• _EXERCISE_
Would you output all the data exactly as it stands?

• _DATA FOR THIS EXERCISE_
■ ■ ■ ■

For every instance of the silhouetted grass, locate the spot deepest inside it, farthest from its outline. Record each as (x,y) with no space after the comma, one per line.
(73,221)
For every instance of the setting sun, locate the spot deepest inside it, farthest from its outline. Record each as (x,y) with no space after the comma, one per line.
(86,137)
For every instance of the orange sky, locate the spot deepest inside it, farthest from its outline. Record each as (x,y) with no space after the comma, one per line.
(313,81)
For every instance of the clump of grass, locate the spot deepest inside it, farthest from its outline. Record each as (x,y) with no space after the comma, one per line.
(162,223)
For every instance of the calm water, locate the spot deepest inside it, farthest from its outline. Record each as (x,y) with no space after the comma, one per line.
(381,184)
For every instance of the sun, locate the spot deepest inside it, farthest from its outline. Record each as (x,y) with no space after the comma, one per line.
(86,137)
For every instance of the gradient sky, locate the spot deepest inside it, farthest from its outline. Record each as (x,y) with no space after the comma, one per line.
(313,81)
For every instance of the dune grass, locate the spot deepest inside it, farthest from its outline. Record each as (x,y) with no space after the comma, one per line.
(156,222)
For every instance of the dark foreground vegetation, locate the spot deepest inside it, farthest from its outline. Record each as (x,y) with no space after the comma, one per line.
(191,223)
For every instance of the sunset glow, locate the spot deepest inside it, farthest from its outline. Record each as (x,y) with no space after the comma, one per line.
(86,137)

■ ■ ■ ■

• _WRITTEN SOLUTION_
For every instance of the silhouetted grass, locate the spot deepest inside it, farthest from its outline. Record each as (x,y) with no space after the comma, one per line.
(73,221)
For every instance of the setting sun, locate the spot deepest inside it, farthest from its outline. Record each as (x,y) with no space after the comma, one per line.
(86,137)
For every instance of the orange sky, locate the spot deepest inside it, farthest from its outline. Record each as (x,y) with no space after the comma, one per line.
(313,81)
For every instance of the clump of grass, locate the spot deepest inside it, farthest from its outline. Record each as (x,y) with no space after the comma, one per line.
(162,223)
For every instance of the calm water, locate the spot deepest inside it, farthest from its outline. Record each as (x,y) with no space after the comma, one per line.
(381,184)
For every instance of the sun, locate the spot deepest inside it, farthest from its outline. Record each as (x,y) with no space after the comma, one per line.
(86,137)
For every instance of the gradient sky, locate the spot deepest inside it, farthest from its outline. Record each as (x,y) with no space after the comma, one per line.
(313,81)
For every instance of the dune grass, locate the spot deepest inside it, farthest from its outline. Record each as (x,y) with no space after the comma, one per line.
(156,222)
For every instance of the dark foreground vegetation, locate the spot deepest inside it, farthest from its outline. Record each as (x,y) with no space after the comma, one per line.
(191,223)
For every instance of the sunset glow, locate the spot deepest inside it, farthest from its outline. Record each as (x,y) with no space after the comma, one per line.
(86,137)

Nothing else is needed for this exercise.